--- Start of Excerpted text ---

How hard could it be? My motivation was intense. I just couldn't look at those dingy laminate cabinets and the blue coffee 1980s Formica countertop that came with our otherwise charming 1920s apartment. My wife, Janice, was adamantly opposed to any grand project.
She insisted that other things should come first, such as a savings account. But she relented after I promised not to spend any money, make a mess or hurt myself. Well, I didn't hurt myself. I did get a little carried away. In addition to handmade custom wall cabinets, I added a zinc countertop, a larger sink and new faucet.
I refaced the old base cabinets by hand to disguise them as vintage recessed panel cabinets I saw in a magazine. French doors were refinished and rehung. And I replaced a wall of cheap shelves with a ceiling-mounted pot rack and a restored marble-topped buffet found at a flea market for $125. It took me about two months working nights and weekends and less than $2,000 -- not counting the money we blew on a party to celebrate our new, homemade kitchen.
Along the way I learned the art of joinery, the importance of basic mathematics and which hardware stores had kindly employees. The first step was checking out a stack of books on kitchen design at the local library. I learned about the "work triangle" and how a well-designed kitchen should function.
The problem was that our oddly proportioned, too-narrow kitchen didn't fit into any of the pretty drawings. The second step was making compromises to really do it on the cheap. That meant not hiring contractors, plumbers or electricians, which in turn ruled out moving the sink or range from their current positions.
That meant making do with odd proportions. The narrowed options led to the first big "aha!" moment: deciding to keep the old base cabinets, but reface the doors to resemble the Shaker-style recessed panel models we liked. That was done by gluing pieces of 2-½ inch-wide trim around the doors and painting the whole thing a creamy white.
Cheap enough.
table New brushed-nickel pulls and latches from Restoration Hardware completed the 1920s look. I borrowed a jigsaw from my father and cut out a decorative kick plate -- the wooden thing between the bottom of the cabinets and the floor. I used an old piece of wood I found in our building's boiler room and a glossy photo from one of the expensive cabinet companies as guide.

--- End of Excerpted text ---

**What this exercise asks**.
1. Swap "jigsaw" for "coping saw" in the kitchen remodel story, then give the passage starting with "Cheap enough." and going on through "companies as guide.".
2. Sum up the kitchen remodel story in two sentences.
3. Go on with the kitchen remodel story from the point where it stops.

--- Start of Dataset extract ---

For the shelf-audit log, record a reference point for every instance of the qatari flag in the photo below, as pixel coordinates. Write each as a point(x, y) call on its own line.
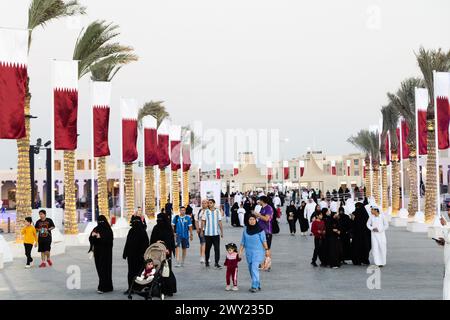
point(163, 144)
point(150, 141)
point(129, 113)
point(13, 82)
point(175, 147)
point(421, 119)
point(441, 91)
point(65, 99)
point(101, 101)
point(186, 151)
point(286, 170)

--- End of Dataset extract ---

**Final answers**.
1.
Cheap enough.
table New brushed-nickel pulls and latches from Restoration Hardware completed the 1920s look. I borrowed a coping saw from my father and cut out a decorative kick plate -- the wooden thing between the bottom of the cabinets and the floor. I used an old piece of wood I found in our building's boiler room and a glossy photo from one of the expensive cabinet companies as guide.

2. Over Janice's objections, the writer redid the kitchen of their 1920s apartment in about two months for less than $2,000, adding handmade wall cabinets, a zinc countertop, a larger sink and faucet, a pot rack and a flea-market buffet. To keep costs down, the writer hired no contractors, left the sink and range where they were, and refaced the old base cabinets with trim and creamy white paint so they looked like Shaker-style recessed panel cabinets.

3.
It took three tries, but it worked okay and I retained all 10 of my fingers. Next was the ugly Sears dishwasher that was the color of dirty dishwater. Walking through Home Depot one day I noticed sheets of aluminum that looked just like stainless steel.
I bought a sheet for $11 and a pair of tin snips. Then I went home and cut out a piece to fit into the frame over the painted part of the dishwasher. Voila! An instant "stainless steel" appliance! As for a countertop, my wife and I ruled out granite.
Besides being too expensive, it reminded us of all the new condos we saw when we were house shopping. We liked soapstone, concrete and stainless steel, but all were way beyond budget. Thumbing through a kitchen book by Terence Conran, I came across the idea of using zinc roofing sheets for countertops.
I thought of Paris brasseries and the beautiful zinc bar at Bistrot du Coin in Dupont Circle. I also thought "cheap." Custom zinc countertops were less expensive than stainless steel, but would set us back about $1,000. Instead, I checked around on the Internet and found a specialty shop in San Francisco that caters to the shipping industry, which uses zinc to combat electrolysis and corrosion of underwater parts.
For $165.
88, they rolled up an 8-foot-by-3-foot sheet of zinc and shipped it out to my office in Virginia. My co-workers eyed me a bit strangely when it arrived. Undeterred, I wrestled the zinc into my Volkswagen and took it to an Alexandria sheet metal shop.
They gave me a large sheet of cardboard and told me to come back with a cutout of the exact dimensions of my countertop. They then fabricated the zinc to the dimensions, bending the metal to create a seamless backsplash. The cost: $83. By this time, I was feeling cocky. I decided I would try my hand at building my own cabinets.
All that was at risk was the cost of some plywood and my pride. I started with graph paper, a pencil and more brochures from the fancy cabinetmakers. I drew a 60-inch-wide, 42-inch-high Shaker-style cabinet with four glass-paneled doors.
I wanted them to be honest replicas of old-fashioned cabinets from the 1920s. That meant doors that were inset and flush to the frame. Just like in the old days. I went back to the library. Sitting with a stack of cabinet-making books, I chose the simplest way to construct the boxes.
Because they were going to be painted, I could afford to take shortcuts that would be covered up later with putty and paint. Instead of one large unit, I divided the project in half, making two identical 30-inch wide cabinets that would later be mounted next to each other. I started with ¾-inch plywood cut to size by the friendly folks at Lowe's.
Then I used my new toy -- a $79 plunge router, a power tool that has a blade that spins horizontally -- to cut grooves in the inside side panels. I assembled the boxes using regular screws and glue, slipping the shelves into the grooves. I had cleared out a space in the kitchen for the work, but it eventually sprawled into half the living room, with trails of sawdust leading to all other rooms.
For the sake of my marriage, I tried to straighten up every night. Next came the ¾-inch-thick poplar to make the cabinet doors and the face frame, which would hold the doors. Instead of joining the face frame and the door frames together with old-fashioned joints requiring actual carpentry skills, I wound up buying a doohickey called a pocket hole jig.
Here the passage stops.